Begin

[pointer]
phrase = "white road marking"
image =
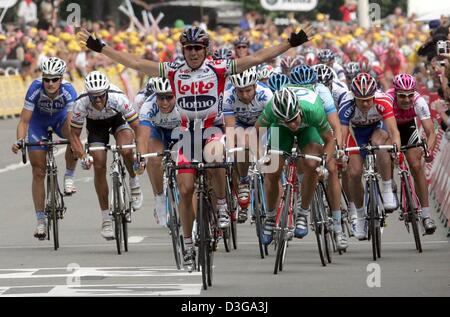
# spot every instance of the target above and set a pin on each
(102, 290)
(34, 273)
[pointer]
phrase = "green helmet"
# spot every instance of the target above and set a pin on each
(285, 104)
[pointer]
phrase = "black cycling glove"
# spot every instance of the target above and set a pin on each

End

TO BE DONE
Reproduce each of the entries above word for word, without the pictures.

SOLUTION TO THIS EXERCISE
[pointer]
phrase = "white road marking"
image =
# spot every instance of the target above and set a pin on each
(102, 290)
(34, 273)
[pointer]
phrase = "green helmet"
# spot every instance of the target above and set a pin on each
(285, 104)
[pointer]
phrase = "black cycling glove"
# spot every instance of the target above and set a pin on each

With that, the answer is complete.